- **Using the information**
**1)** In the passage on conduct and fair dealing, what is every degree of holding back a hireling's wages past the due time called?
**2)** Carry the passage on conduct and fair dealing forward from its last sentence, in the same style.

[Opening Selected excerpt section]

The soul has its senses, like the body, that it may be cultivated, enlarged, refined, as itself grows in stature and proportion: and he who cannot appreciate a beautiful painting or a noble poem or a sweet harmony or an heroic thought or a disinterested action only lives upon the level of common-place, and need not pride himself upon that inferiority of the soul's senses which is the inferiority and imperfect development of the soul itself.
To sleep little, and to study much; to say little, and to hear and think much; to learn, that we may be able to do; and then to do earnestly and vigorously whatever duty and the good of our fellows, our country and mankind require — these are the duties of every one who would imitate our deceased Grand Master.
Let your prices be according to that measure of good and evil which is established in the fame and common accounts of the wisest and most merciful men skilled in that manufacture or commodity; and the gain such which without scandal is allowed to persons in all the same circumstances.
In intercourse with others, do not do all which you may lawfully do, but keep something within your power; and because there is latitude of gain in buying and selling, take not the utmost penny that is lawful or which you think to be so; for although it be lawful, yet it is not safe; and he that gains all that he can lawfully gain this year will possibly be tempted next year to gain something unlawfully.
Let no man, for his own poverty, become more oppressing and cruel in his bargain: but quietly, modestly, diligently and patiently recommend his estate to God, and follow its interest, and leave the success to Him.
Detain not the wages of the hireling: for every degree of detention of it beyond the time is injustice and uncharitableness, and grinds his face till tears and blood come out; but pay him exactly according to covenant, or according to his needs.

[Closing Selected excerpt section]
[Opening Records section]

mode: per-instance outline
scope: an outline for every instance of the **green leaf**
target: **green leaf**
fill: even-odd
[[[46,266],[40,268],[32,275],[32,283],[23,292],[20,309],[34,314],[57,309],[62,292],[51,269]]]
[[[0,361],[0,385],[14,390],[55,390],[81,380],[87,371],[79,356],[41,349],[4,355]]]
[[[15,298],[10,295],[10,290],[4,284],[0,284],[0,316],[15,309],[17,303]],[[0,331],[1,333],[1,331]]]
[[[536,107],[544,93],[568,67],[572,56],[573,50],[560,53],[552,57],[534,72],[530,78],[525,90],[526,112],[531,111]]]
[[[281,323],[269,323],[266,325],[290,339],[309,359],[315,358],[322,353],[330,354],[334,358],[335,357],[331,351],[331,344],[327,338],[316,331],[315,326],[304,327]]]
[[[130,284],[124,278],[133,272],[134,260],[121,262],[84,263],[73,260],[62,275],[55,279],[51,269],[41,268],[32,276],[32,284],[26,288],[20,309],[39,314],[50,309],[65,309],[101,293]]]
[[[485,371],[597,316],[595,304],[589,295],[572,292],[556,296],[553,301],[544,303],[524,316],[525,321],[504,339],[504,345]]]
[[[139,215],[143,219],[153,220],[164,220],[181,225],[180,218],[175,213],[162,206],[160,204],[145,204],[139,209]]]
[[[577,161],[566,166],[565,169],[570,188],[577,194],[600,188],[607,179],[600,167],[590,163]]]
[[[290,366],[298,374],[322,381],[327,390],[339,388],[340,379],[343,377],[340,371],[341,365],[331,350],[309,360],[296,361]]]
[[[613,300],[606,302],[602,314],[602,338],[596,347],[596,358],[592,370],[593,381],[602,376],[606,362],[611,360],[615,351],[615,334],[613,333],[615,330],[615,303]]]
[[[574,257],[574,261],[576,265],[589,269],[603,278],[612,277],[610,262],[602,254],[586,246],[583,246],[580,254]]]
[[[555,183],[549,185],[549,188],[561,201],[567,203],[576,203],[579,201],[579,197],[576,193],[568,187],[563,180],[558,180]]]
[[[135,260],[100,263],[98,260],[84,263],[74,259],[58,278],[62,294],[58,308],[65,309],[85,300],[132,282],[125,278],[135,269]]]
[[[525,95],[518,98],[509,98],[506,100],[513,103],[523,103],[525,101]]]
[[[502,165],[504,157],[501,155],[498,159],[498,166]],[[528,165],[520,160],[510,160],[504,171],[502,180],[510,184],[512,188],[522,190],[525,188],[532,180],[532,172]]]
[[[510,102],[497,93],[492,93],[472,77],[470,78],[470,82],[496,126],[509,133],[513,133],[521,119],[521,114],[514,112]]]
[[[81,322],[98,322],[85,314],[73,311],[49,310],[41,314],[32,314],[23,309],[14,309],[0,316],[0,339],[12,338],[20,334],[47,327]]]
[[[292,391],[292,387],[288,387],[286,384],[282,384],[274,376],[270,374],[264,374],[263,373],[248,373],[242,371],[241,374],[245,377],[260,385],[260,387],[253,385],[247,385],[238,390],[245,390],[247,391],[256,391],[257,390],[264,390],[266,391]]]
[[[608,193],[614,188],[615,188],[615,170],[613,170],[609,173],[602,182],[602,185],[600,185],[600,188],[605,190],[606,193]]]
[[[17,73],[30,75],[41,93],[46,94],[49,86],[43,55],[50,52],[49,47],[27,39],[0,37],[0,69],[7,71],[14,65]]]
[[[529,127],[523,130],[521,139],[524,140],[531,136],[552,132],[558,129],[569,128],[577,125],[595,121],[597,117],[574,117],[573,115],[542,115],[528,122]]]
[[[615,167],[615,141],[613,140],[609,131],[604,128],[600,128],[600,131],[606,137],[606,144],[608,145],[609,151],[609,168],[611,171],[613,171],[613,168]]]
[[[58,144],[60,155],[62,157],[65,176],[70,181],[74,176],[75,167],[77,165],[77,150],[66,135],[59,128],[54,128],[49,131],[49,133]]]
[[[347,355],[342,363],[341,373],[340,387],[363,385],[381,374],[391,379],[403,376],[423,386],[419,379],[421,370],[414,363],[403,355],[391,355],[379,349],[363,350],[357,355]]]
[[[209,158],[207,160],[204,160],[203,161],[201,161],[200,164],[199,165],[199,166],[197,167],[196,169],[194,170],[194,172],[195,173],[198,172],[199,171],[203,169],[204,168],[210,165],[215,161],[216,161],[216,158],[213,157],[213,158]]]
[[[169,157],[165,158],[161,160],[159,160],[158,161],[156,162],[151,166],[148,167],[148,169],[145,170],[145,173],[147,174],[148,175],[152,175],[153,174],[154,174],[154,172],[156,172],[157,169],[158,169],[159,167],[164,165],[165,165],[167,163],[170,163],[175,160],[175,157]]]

[Closing Records section]

- **Answers in order**
**1)** Injustice and uncharitableness.

**2)**
Religiously keep all promises and covenants though made to your disadvantage, though afterwards you perceive you might have done better; and let not any precedent act of yours be altered by any after-accident. Let nothing make you break your promise unless it be unlawful or impossible: that is, either out of your nature or out of your civil power, yourself being under the power of another; or that it be intolerably inconvenient to yourself, and of no advantage to another; or that you have leave expressed or reasonably presumed.
Let no man take wages or fees for a work that he cannot do or cannot with probability undertake; or in some sense profitably and with ease or with advantage manage. Let no man appropriate to his own use what God, by a Special Mercy, or the Republic, has made common, for that is against both justice and charity.
That any man should be the worse for us, and our direct act, and by our intention, is against the rule of equity, of justice, and of charity. We then do not that to others which we would not have done to ourselves; for we grow richer upon the ruins of their fortune.
Be careful, then my Brother, that thou receive no wages, here or elsewhere, that are not thy due. For if you do, you wrong some one by taking that which in God's Chancery belongs to him, whether that which you thus take is wealth, or rank, or influence, or reputation.